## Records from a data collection
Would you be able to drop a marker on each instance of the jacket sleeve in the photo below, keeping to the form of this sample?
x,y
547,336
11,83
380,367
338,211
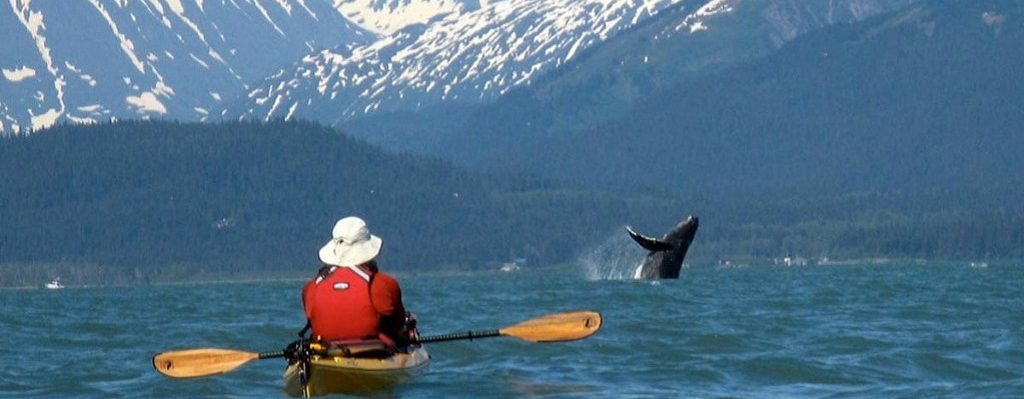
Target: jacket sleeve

## What the task requires
Retype the records above exactly, and keep any picture out of what you write.

## Output for this exercise
Would you be able to drop a marker on each instance of the jacket sleeve in the photo below, keeping to the form of this sample?
x,y
547,336
11,83
380,367
338,211
Target: jacket sleeve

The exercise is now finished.